FRAGMENTO DE LECTURA:
- - -

Resulta llamativo que un autor como Ciorán, que ha recibido gran influencia Nietzscheana, termine escribiendo aforismos como el siguiente: “la única verdadera mala suerte: nacer”; “No me perdono el haber nacido. Es como si, al insinuarme en este mundo, hubiese profanado un misterio, cometido una falta de gravedad sin nombre”; “No haber nacido, de sólo pensarlo, ¡qué felicidad, qué libertad, qué espacio!”. Igual de llamativo me ha parecido siempre leer en blog de tanto adolescente textos que muestran a la vez dos tonos que se entrecruzan, el tono constetatario de la rebeldía, de la iconoclastía, y el tono patético de quien desespera de la vida. El iconoclasta termina destruyendo su propia imagen.
Y sin embargo, ha muerto
¿Cómo hemos podido llegar a esto? Quizá ayude -para poder responder a esta pregunta- intentar indagar a quien se refería Nietzsche como el más feo de los hombres. Esbozo acá una respuesta. Me parece que el el más feo de los hombres es una referencia al primer reformador protestante: Martín Lutero. Lutero vivió siempre una constante lucha interior por lograr una certeza sobre su salvación. Vivió una espiritualidad atormentada por la conciencia de sus pecados, y la poca certeza de la redención de los mismos.
“Cuando fraile, -contaba Lutero- era también muy piadoso en mis tiempos papistas; a pesar de todo, me encontraba tan triste y acongojado, que llegué a pensar que Dios me había retirado su gracia. (…) Ahora, el diablo me fustiga con otros pensamientos. Muchas veces me recrimina: <<A cuántas personas has seducido con tu doctrina>>. En ocasiones hallo consuelo, pero en otras circunstancias cualquier palabra basta para conturbar mi corazón.”
Como puede verse de lo citado, esta escrupulosidad no desapareció después de su ruptura con la Católica, sino que se mantuvo -en el plano personal- recriminándole el haber llevado la confusión a sus seguidores, y en el plano doctrinal con su pesimismo teológico. Entre 1515 y 1516 comenta -como profesor universitario- la Carta a los Romanos, donde encontraría los primeros indicios de su doctrina de la justificación por la fe. En 1517 daría a conocer las 95 tesis sobre las indulgencias, con lo cual se iniciaría la reforma protestante.
La sola fides -uno de los elementos de la teología luterana- supone el rechazo del papel de las obras en la salvación del hombre. La Iglesia venía sosteniendo -a lo largo de su historia- que el hombre se salva por la fe y las obras “La fe es verdadera fe cuando se prolonga y se expresa concretamente mediante las obras; y las obras son auténticos testimonios de vida cristiana cuando se halla inspirada y movidas por la fe, y cuando están impregnadas de ella.” (REALE) Para Lutero las obras eran innecesarias para la salvación. Piensa que incluso “las obras de los justos son pecado, [y] con mayor motivo lo serán las de los que aún no están justificados”
El núcleo de esta postura hay que buscarlo en la psicología de Lutero. Lutero vivió atormentado por el tema de su salvación, esto lo llevó a un estado de frustración respecto a si era merecedor o no de salvarse. Se sentía abandonado de Dios. Lutero no se sentía capaz de hacer algo que le hiciera merecedor de la salvación, así que encontró un consuelo cuando -al comentar la epístola de Pablo- leyó que la justificación dependía de la fe. La fe era suficiente para liberarlo de la angustia del pecado.

- - -

MATERIAL:
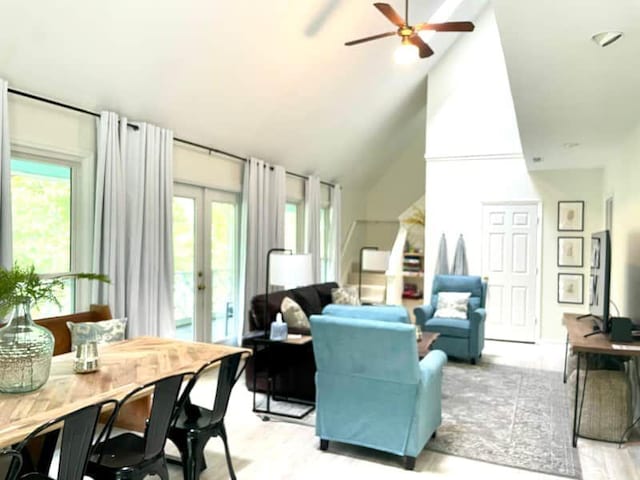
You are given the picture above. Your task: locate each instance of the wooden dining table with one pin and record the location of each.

- - -

CONSIGNA A: Según el fragmento de lectura, ¿en qué años comentó Lutero la Carta a los Romanos como profesor universitario?
CONSIGNA B: Reproduce del fragmento de lectura el pasaje que empieza en "Como puede verse" y continúa hasta "la reforma protestante.".

RESPUESTA COMPLETA A: Entre 1515 y 1516.

RESPUESTA COMPLETA B:
Como puede verse de lo citado, esta escrupulosidad no desapareció después de su ruptura con la Católica, sino que se mantuvo -en el plano personal- recriminándole el haber llevado la confusión a sus seguidores, y en el plano doctrinal con su pesimismo teológico. Entre 1515 y 1516 comenta -como profesor universitario- la Carta a los Romanos, donde encontraría los primeros indicios de su doctrina de la justificación por la fe. En 1517 daría a conocer las 95 tesis sobre las indulgencias, con lo cual se iniciaría la reforma protestante.